● **EXERCICES**
[1] Recopiez à l'identique le passage de l'article sur l'impasse politique en Israël allant de "A certains moments, il" jusqu'à "se sont abstenus.".
[2] Selon l'article sur l'impasse politique en Israël, pour quelle raison faut-il, à certains moments, être vulgaire ?

● **EXTRAIT SOURCE**

Impasse politique, Israël dans la m...

 


IMPASSE POLITIQUE, ISRAËL DANS LA M…


Par Jacques BENILLOUCHE

Copyright © Temps et Contretemps

La délégation du Likoud pour la consultation avec le président Rivlin

          A certains moments, il faut être vulgaire pour marquer la désapprobation face à une classe politique qui n’arrive pas à s’entendre pour résoudre le problème de la gouvernance. Il est impossible de comprendre l’inconséquence des partis qui laissent le pays sans budget et sans gouvernement stable. L’intérêt personnel transcende l’intérêt de l’État en pleine crise sanitaire, économique et sociale. Les dirigeants ont marqué, un peu dans l'urgence, leur préférence auprès du président de l’État sans donner une majorité claire. Netanyahou a obtenu 52 recommandations, Lapid 45 et Bennett 7, loin des 61 sièges exigés. Les deux partis arabes et plus étonnant encore Gideon Saar se sont abstenus.


Reuven Rivlin reçoit , Orna Barbivai, Meir Cohen et Karin Elharrar de Yesh Atid


Pour Bennett et Saar il s’agit soit d’un manque de courage évident car après avoir matraqué le premier ministre dans leur discours, ils ont choisi l’incertitude pour marquer en fait l’échec de leurs résultats, soit d’une posture calculée. Ils s’attendaient à dépasser les dix sièges, voire 15 comme au début de la campagne mais ils sont tombés dans un trou électoral qui les a laissés amers au point de punir les électeurs, et surtout le pays. Les résultats auraient pu les rendre plus pragmatiques en choisissant l’un ou l’autre des camps, mais ils ont préféré la solution honteuse du «moi ou le chaos».

(Entrées d'annotation par coordonnées)

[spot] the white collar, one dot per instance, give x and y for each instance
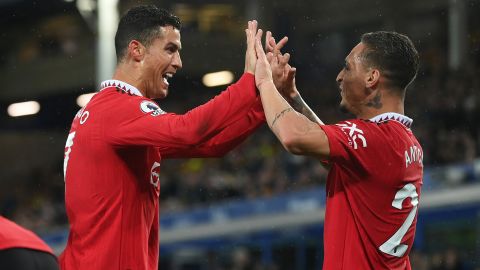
(391, 116)
(130, 89)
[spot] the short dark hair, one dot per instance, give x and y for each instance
(142, 23)
(392, 53)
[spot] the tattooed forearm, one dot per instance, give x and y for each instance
(300, 106)
(376, 102)
(280, 114)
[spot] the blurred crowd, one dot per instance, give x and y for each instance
(443, 104)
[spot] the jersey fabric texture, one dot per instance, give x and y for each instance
(14, 236)
(373, 190)
(112, 164)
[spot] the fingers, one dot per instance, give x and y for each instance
(283, 59)
(291, 74)
(270, 57)
(259, 47)
(281, 43)
(268, 45)
(250, 32)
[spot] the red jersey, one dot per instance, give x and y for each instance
(112, 164)
(373, 190)
(14, 236)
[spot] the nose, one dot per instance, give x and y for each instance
(177, 61)
(340, 76)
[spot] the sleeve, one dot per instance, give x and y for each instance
(230, 137)
(148, 125)
(353, 143)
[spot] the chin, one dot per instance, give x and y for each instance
(160, 94)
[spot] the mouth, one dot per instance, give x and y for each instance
(166, 76)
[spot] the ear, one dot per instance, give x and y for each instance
(372, 78)
(136, 50)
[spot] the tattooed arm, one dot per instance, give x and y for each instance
(297, 102)
(296, 132)
(284, 77)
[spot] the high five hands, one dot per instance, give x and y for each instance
(282, 74)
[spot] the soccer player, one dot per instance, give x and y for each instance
(21, 249)
(117, 141)
(375, 161)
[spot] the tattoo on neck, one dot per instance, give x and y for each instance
(280, 114)
(375, 102)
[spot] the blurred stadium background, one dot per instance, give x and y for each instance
(259, 207)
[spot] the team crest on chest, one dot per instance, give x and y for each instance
(151, 107)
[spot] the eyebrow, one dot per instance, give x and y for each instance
(176, 46)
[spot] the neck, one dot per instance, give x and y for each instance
(126, 73)
(389, 103)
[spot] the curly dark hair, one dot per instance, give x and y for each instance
(142, 23)
(394, 54)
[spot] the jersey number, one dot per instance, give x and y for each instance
(68, 149)
(392, 246)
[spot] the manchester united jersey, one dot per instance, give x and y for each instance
(112, 163)
(373, 192)
(14, 236)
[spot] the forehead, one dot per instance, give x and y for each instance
(169, 34)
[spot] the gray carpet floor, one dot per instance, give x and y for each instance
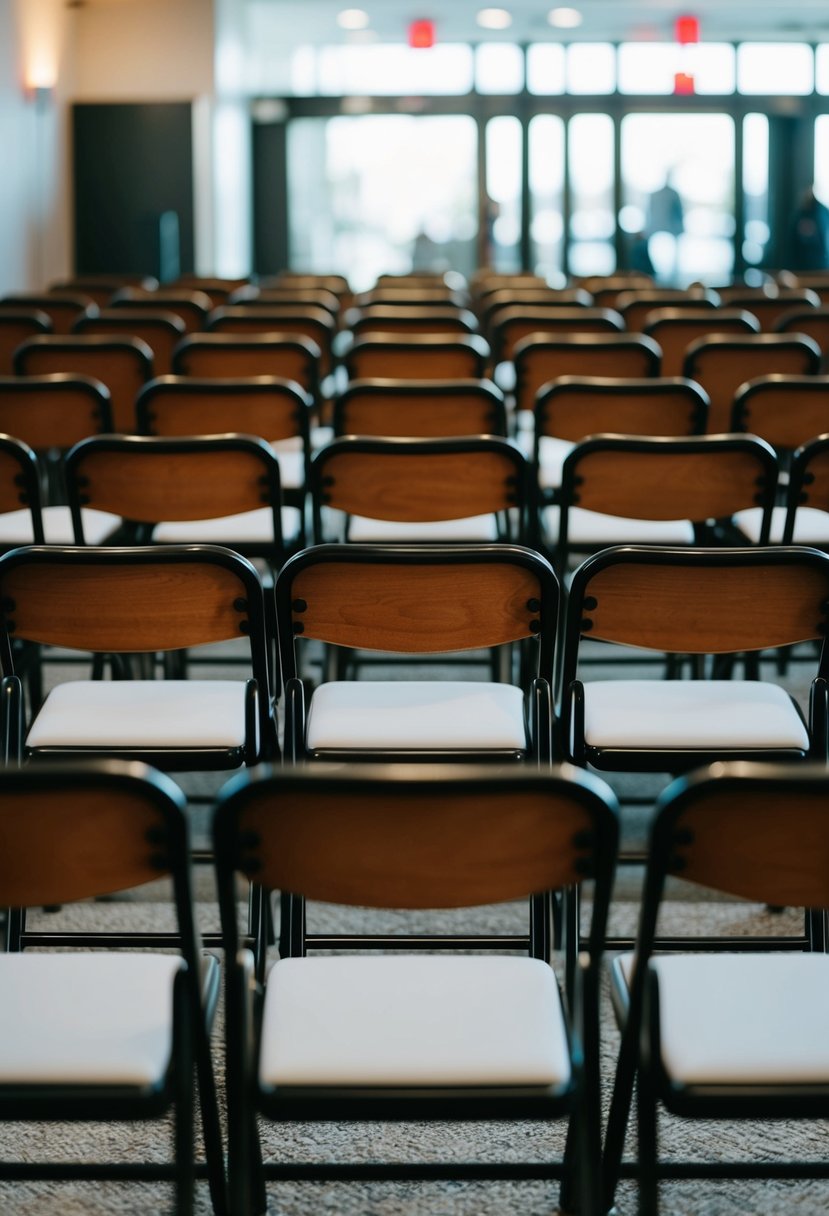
(686, 912)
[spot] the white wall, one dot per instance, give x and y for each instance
(157, 50)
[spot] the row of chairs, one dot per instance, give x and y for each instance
(417, 600)
(117, 1035)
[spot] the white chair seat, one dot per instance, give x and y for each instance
(744, 1018)
(246, 528)
(552, 454)
(164, 714)
(16, 527)
(413, 1020)
(811, 525)
(596, 528)
(409, 714)
(92, 1018)
(684, 714)
(472, 528)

● **CORRIGÉ DÉTAILLÉ**
[1]
A certains moments, il faut être vulgaire pour marquer la désapprobation face à une classe politique qui n’arrive pas à s’entendre pour résoudre le problème de la gouvernance. Il est impossible de comprendre l’inconséquence des partis qui laissent le pays sans budget et sans gouvernement stable. L’intérêt personnel transcende l’intérêt de l’État en pleine crise sanitaire, économique et sociale. Les dirigeants ont marqué, un peu dans l'urgence, leur préférence auprès du président de l’État sans donner une majorité claire. Netanyahou a obtenu 52 recommandations, Lapid 45 et Bennett 7, loin des 61 sièges exigés. Les deux partis arabes et plus étonnant encore Gideon Saar se sont abstenus.

[2] Il faut l'être pour marquer la désapprobation face à une classe politique qui n'arrive pas à s'entendre pour résoudre le problème de la gouvernance.